• _TASK INSTRUCTIONS_
According to the passage on Petersham, who opened the suburb's first inn?

• _SOURCE EXTRACT_
* * * * * * *
Petersham is a suburb in the Inner West of Sydney, in New South Wales, Australia. Petersham is located 6 kilometres south-west of the Sydney central business district, in the local government area of Inner West Council. Petersham is known for its extensive Portuguese businesses, with many Portuguese shops and restaurants, despite only 156 (1.9%) of the population being born in Portugal.

Petersham is bordered by the suburbs of Leichhardt to the north, Stanmore to the east, Marrickville to the south and Lewisham to the west. Taverner's Hill, named after Fred Taverner, is a locality in the western part of the suburb.

==History==
Before British settlement, the area now constituting Petersham was within the territory of the Indigenous Gadigal people. The area now occupying Petersham was first worked by British settlers in 1793. During a period of food shortage for the new colony, the Lieutenant-Governor Major Francis Grose dispatched convicts to the suburb's south-west to clear the bush for a timber yard and to grow corn and wheat. He named the region Petersham for his native village in Surrey, England, with the name covering a broader region than today. 520 acres were granted to several, including chaplain Richard Johnson, surgeon John White and bricklayer James Bloodsworth. For some time thereafter, Petersham was used for agriculture, and was considered the source of some of the best crops in the colony. It was also a popular site for kangaroo hunting. During the 1820s, inhabitants were terrorized by bushranger Jack Donahue and his gang.

Statesman William Wentworth and his family lived in Petersham for a time. In 1831, barrister Robert Wardell acquired land from Wentworth and several others in the area, until he had all the land in Petersham and beyond, creating a 2000 acre estate that reached the Cooks River. This large estate was subdivided in 1834 upon Wardell's murder by escaped convicts. Over the following years, the area was developed. Stanmore Road was created in 1835, and within seven years had been developed from a bush track. The Cherry Tree, Petersham's first inn was opened by Thomas Weedon on land bought from Wardell's estate. During the 1840s a racetrack was opened and then closed after receiving poor attendance. At this time, travelling to Sydney with bullock (castrated cattle) took a day, and the suburb became a resting stop for travels out to Parramatta and Liverpool.
* * * * * * *
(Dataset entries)

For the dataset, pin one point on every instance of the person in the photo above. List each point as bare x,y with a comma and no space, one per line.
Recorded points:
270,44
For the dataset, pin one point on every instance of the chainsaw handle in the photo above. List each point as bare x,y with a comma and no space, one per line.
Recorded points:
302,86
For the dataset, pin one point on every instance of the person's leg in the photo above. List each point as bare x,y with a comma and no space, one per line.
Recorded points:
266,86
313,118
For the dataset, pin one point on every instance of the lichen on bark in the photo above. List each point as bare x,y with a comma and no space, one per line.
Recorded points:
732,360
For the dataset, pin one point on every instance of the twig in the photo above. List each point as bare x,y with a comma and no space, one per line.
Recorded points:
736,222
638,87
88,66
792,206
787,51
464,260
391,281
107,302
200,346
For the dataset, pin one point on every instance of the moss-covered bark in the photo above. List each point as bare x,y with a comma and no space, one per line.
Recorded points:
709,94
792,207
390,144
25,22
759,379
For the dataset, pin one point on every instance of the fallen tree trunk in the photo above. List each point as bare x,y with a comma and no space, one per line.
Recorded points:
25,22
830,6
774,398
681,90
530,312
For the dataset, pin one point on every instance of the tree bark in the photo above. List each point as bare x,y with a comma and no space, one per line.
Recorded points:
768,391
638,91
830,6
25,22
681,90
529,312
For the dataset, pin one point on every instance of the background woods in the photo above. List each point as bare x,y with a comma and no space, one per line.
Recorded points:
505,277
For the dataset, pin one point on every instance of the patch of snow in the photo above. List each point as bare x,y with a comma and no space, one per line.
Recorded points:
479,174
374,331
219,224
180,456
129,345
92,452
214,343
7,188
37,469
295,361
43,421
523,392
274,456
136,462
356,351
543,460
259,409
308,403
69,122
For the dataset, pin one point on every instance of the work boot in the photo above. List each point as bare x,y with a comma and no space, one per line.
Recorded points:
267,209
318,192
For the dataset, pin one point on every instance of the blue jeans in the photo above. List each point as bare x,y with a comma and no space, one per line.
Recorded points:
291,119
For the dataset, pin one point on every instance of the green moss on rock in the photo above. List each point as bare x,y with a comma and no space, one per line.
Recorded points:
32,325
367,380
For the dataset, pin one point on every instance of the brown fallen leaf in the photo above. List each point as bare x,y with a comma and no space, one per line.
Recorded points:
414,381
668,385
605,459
* * * * * * *
• _WRITTEN ANSWER_
Thomas Weedon